▶ **Source passage**
Basketene (IUPAC name: pentacyclo[4.4.0.02,5.03,8.04,7]dec-9-ene) is an organic compound with the formula C10H10. It is a polycyclic alkene and the dehydrogenated version of basketane, which was named for its structural similarity to a basket. Due to its hydrocarbon composition and unique structure, the chemical compound is of considerable interest to those examining energy surfaces of these (CH)10 cage molecules and what possible factors influence their minima. Additionally, the complex structure of this compound has intrigued researchers studying the chemistry of highly strained ring systems . Basketene and its family of derivatives also have important chemical and physical properties. These molecules all tend to have a high standard enthalpy of formation, combined with their high density, leading to possible uses in explosives.

Synthesis
Basketene has been synthesized by the isomerization of cyclooctatetraene followed by a Diels–Alder reaction with maleic anhydride. [2 + 2] cycloaddition closes the cage structure, which is converted to basketene by saponification and decarboxylation.

▶ **Brief 1**
In the basketene passage, what reaction comes right after the isomerization of cyclooctatetraene in the synthesis?
▶ **Brief 2**
Continue the basketene passage above from the point where it stops.

▶ **Data**
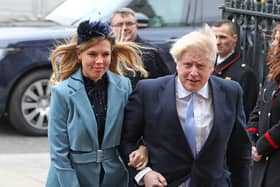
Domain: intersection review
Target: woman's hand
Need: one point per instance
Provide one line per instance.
(139, 158)
(255, 155)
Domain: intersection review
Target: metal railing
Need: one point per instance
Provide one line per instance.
(255, 20)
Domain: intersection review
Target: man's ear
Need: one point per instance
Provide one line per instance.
(235, 37)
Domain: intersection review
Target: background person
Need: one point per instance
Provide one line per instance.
(124, 26)
(229, 63)
(87, 107)
(219, 152)
(264, 123)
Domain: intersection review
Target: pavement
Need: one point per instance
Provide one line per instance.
(23, 170)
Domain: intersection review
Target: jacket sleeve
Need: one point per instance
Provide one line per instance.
(133, 126)
(270, 141)
(249, 83)
(239, 149)
(252, 125)
(58, 140)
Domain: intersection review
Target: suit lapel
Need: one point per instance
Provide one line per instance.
(168, 98)
(84, 109)
(219, 101)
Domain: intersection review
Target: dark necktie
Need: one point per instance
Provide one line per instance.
(189, 126)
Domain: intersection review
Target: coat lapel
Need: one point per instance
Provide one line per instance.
(114, 105)
(168, 96)
(84, 109)
(219, 101)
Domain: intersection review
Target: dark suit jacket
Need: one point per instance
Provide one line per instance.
(233, 68)
(151, 113)
(264, 129)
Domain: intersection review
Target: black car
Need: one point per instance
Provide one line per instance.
(25, 49)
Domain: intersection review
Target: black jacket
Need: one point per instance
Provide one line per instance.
(264, 130)
(233, 69)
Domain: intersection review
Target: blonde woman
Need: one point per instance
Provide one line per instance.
(87, 107)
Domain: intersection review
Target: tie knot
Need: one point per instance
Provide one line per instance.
(191, 96)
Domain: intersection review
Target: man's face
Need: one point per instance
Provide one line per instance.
(226, 40)
(124, 26)
(194, 69)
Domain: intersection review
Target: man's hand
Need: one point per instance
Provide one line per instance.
(255, 155)
(154, 179)
(139, 158)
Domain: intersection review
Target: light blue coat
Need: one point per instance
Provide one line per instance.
(73, 135)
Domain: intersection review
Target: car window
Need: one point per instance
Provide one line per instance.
(179, 13)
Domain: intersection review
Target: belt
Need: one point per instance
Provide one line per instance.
(97, 156)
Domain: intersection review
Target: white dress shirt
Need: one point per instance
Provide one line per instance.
(203, 116)
(220, 60)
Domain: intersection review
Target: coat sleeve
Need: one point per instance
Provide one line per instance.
(250, 86)
(239, 148)
(58, 140)
(133, 125)
(252, 125)
(270, 141)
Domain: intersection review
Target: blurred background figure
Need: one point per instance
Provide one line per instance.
(264, 123)
(124, 26)
(229, 63)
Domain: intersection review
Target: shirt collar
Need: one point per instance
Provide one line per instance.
(220, 60)
(183, 93)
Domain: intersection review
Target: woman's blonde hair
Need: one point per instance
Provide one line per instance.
(125, 57)
(273, 58)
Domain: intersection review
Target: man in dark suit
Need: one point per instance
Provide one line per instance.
(229, 64)
(192, 123)
(124, 26)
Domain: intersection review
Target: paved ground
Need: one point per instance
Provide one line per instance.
(23, 170)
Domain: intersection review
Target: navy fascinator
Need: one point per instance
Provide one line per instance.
(87, 30)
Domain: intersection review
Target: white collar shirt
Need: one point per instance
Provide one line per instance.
(221, 60)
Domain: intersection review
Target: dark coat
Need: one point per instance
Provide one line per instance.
(233, 68)
(151, 112)
(264, 130)
(152, 62)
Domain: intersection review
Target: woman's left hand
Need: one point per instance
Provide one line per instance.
(139, 158)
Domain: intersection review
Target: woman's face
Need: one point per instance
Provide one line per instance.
(96, 60)
(276, 39)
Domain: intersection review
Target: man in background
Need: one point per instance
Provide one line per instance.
(124, 25)
(229, 63)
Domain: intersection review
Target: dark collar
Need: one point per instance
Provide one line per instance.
(227, 63)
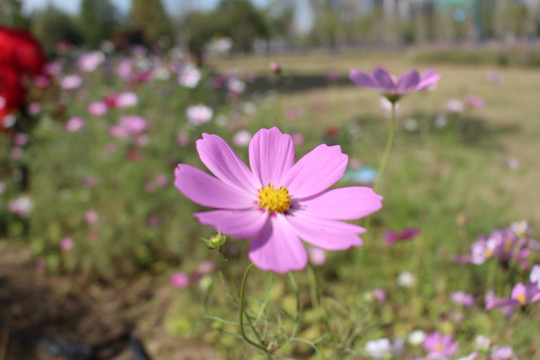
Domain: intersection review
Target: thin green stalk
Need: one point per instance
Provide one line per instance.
(259, 346)
(387, 149)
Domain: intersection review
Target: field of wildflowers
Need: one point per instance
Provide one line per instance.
(294, 208)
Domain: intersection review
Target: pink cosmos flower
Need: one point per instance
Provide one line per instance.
(277, 202)
(439, 346)
(70, 82)
(521, 295)
(75, 124)
(66, 243)
(97, 108)
(317, 256)
(390, 86)
(391, 237)
(474, 101)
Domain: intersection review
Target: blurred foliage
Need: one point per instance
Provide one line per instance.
(11, 13)
(98, 20)
(51, 26)
(150, 17)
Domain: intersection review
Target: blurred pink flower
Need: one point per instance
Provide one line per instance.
(16, 153)
(454, 105)
(162, 180)
(292, 113)
(34, 108)
(275, 67)
(182, 139)
(91, 216)
(391, 87)
(189, 76)
(474, 101)
(97, 108)
(439, 346)
(252, 205)
(125, 69)
(90, 61)
(66, 243)
(179, 280)
(75, 124)
(199, 114)
(317, 256)
(380, 295)
(391, 237)
(298, 138)
(70, 82)
(241, 138)
(20, 139)
(463, 299)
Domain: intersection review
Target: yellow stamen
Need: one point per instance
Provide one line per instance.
(274, 200)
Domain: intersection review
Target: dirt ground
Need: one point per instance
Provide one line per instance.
(41, 316)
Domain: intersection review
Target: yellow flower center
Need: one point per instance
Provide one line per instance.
(274, 200)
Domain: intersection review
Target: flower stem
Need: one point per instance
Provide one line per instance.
(388, 147)
(259, 346)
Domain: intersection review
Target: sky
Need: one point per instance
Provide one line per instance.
(173, 6)
(303, 18)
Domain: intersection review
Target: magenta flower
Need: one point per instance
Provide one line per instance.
(391, 237)
(439, 346)
(277, 202)
(521, 295)
(393, 88)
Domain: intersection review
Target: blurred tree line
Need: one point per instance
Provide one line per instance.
(335, 23)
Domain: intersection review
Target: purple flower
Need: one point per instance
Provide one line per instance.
(521, 295)
(277, 202)
(391, 237)
(393, 88)
(439, 346)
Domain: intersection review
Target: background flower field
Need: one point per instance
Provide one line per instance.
(106, 185)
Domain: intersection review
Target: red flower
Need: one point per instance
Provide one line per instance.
(21, 59)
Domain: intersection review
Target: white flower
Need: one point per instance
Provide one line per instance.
(90, 61)
(127, 99)
(199, 114)
(189, 76)
(406, 279)
(378, 348)
(416, 337)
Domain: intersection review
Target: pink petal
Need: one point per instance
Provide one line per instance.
(428, 78)
(238, 223)
(384, 80)
(363, 79)
(316, 171)
(325, 234)
(271, 154)
(277, 248)
(343, 204)
(223, 162)
(206, 190)
(408, 82)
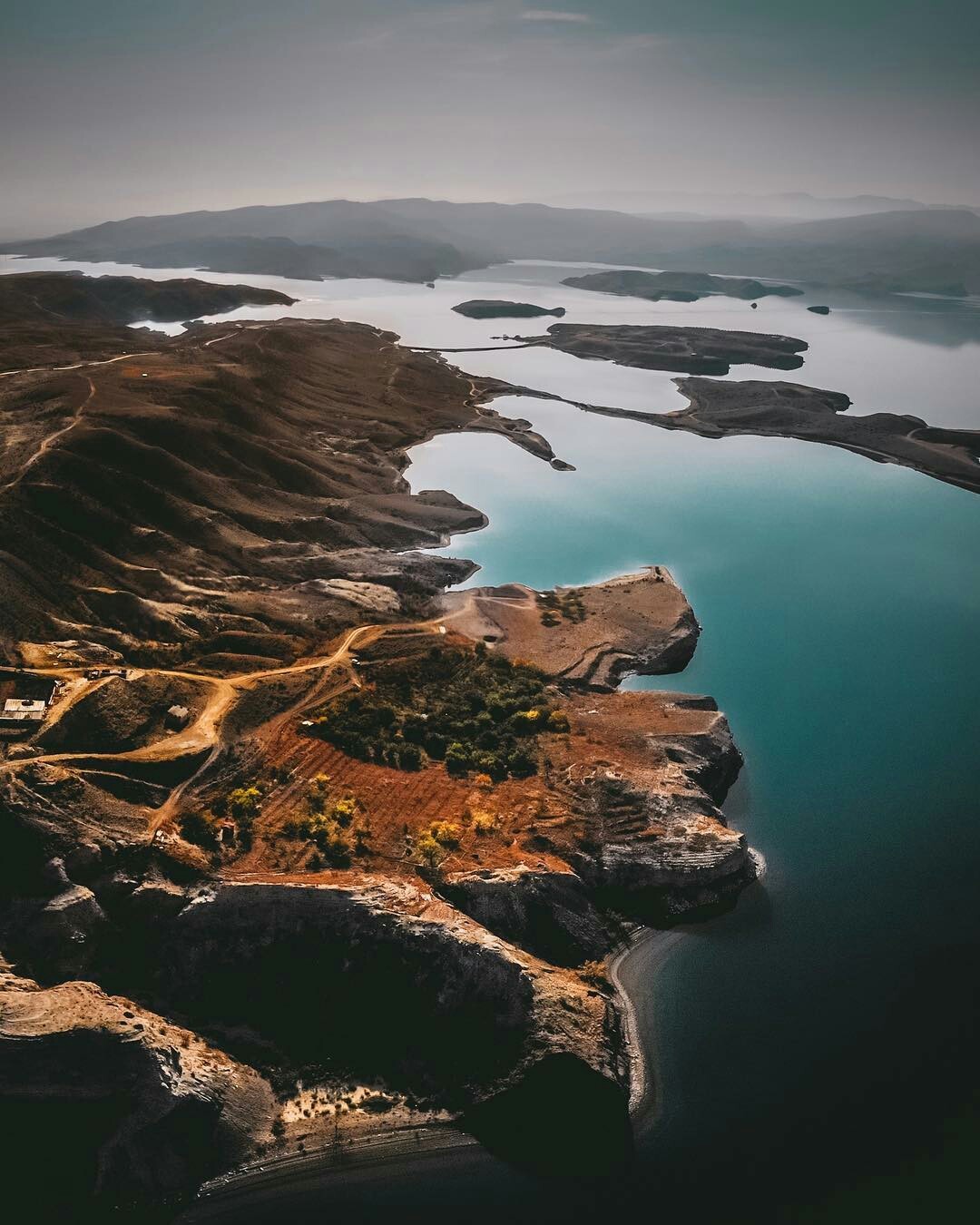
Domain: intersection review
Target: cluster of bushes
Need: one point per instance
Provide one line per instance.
(242, 805)
(557, 605)
(471, 710)
(333, 823)
(433, 844)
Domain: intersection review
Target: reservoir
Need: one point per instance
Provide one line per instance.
(814, 1050)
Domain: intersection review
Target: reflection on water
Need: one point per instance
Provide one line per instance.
(898, 353)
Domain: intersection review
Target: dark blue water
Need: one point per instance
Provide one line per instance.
(815, 1049)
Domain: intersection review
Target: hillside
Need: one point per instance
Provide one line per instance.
(63, 316)
(397, 239)
(224, 493)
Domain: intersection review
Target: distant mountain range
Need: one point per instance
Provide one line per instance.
(935, 250)
(787, 205)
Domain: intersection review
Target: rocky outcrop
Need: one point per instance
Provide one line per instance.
(588, 637)
(653, 843)
(380, 976)
(486, 308)
(678, 287)
(46, 812)
(550, 914)
(150, 1108)
(697, 350)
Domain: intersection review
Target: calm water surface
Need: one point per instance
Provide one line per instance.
(814, 1050)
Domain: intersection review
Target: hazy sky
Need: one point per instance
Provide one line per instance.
(119, 107)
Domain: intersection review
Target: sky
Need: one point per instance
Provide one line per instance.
(113, 108)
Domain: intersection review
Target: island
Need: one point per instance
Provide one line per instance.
(793, 410)
(299, 849)
(699, 350)
(676, 287)
(489, 308)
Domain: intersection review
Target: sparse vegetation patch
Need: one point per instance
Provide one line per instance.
(475, 710)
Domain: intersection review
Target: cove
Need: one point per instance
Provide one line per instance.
(819, 1038)
(814, 1051)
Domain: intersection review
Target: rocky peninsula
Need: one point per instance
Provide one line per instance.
(704, 350)
(678, 287)
(280, 794)
(489, 308)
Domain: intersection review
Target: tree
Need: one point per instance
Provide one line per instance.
(429, 851)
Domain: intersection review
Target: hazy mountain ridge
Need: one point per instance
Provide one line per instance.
(934, 250)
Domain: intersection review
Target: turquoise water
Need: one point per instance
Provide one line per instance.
(822, 1034)
(814, 1049)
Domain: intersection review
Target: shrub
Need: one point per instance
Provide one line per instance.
(198, 827)
(429, 851)
(466, 708)
(484, 823)
(445, 833)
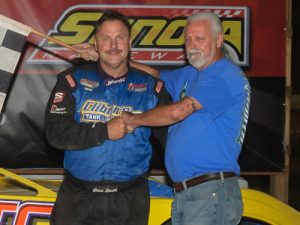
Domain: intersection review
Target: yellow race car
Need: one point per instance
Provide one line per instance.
(27, 202)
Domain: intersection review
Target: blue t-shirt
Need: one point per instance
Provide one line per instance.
(210, 139)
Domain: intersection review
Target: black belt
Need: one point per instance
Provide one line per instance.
(183, 185)
(104, 186)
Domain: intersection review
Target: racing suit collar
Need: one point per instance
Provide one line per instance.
(107, 77)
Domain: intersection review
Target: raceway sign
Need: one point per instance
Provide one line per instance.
(157, 32)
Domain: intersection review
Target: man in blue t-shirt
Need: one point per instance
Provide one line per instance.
(208, 122)
(209, 115)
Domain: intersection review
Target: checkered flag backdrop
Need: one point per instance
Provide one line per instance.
(12, 39)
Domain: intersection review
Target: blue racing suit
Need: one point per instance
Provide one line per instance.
(82, 101)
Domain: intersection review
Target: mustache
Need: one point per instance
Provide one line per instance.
(193, 51)
(113, 50)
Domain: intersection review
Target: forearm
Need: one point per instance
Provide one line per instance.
(148, 69)
(164, 115)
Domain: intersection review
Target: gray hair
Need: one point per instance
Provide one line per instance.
(216, 24)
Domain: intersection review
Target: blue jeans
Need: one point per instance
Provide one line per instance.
(211, 203)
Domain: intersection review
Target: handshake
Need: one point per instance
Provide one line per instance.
(118, 127)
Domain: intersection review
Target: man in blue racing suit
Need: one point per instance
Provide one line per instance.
(105, 171)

▶ **Task response 1**
A Diels–Alder reaction with maleic anhydride.

▶ **Task response 2**
For a more indepth explanation of the synthesis, we start with the commercially available cyclooctatetraene (1), where it undergoes a thermal electrocyclic ring closure 2. Then from 2, a Diels-Alder reaction between  2 and maleic anhydride (3) the tricyclic structure 4. Subsequent [2+2] cycloaddition under photochemical conditions leads to 5. Following saponification with 5 and sodium carbonate gives 6. Finally, through oxidative decarboxylation with Lead(IV) acetate forms the final product, Basketene (7).

Reactions
Families of (CH)n hydrocarbons are characterized by the multiple rearrangements into one another that their members can undergo. These rearrangements can be initiated thermally, photochemically, or under metal catalysis conditions. Basketene and other cage molecules are important for discovering and testing new concepts of bonding and reactivity. Trials with different reagents and reaction conditions have allowed researchers to understand the chemistry of these complex ring systems and how these (CH)10 systems rearrange.

In this reaction using basketene, Nenitzescu’s Hydrocarbon can be obtained. Starting with Basktene, the reaction proceeds through a reverse Diels-Alder intermediate in order to give 8 at 110 ˚C. From 8, a 3,3 shift occurs to give Nenitzescu's hydrocarbon (9). 

Basketene can also undergo the following thermal and photochemical rearrangement reactions. Starting with Basketene, tricyclo[4.4.0.02,5]deca-3,7,9-triene (8) was captured by trapping it as a 1:1 adduct with maleic anhydride. Then photo inducing a conrotary opening of 8 gives cis,cis,trans-cyclooctatriene (10). Furthermore, the photo arrangement of 10 provides the derivative (11). As shown above, 11 will undergo a direct photochemical (2+2) cyclization closure to 12.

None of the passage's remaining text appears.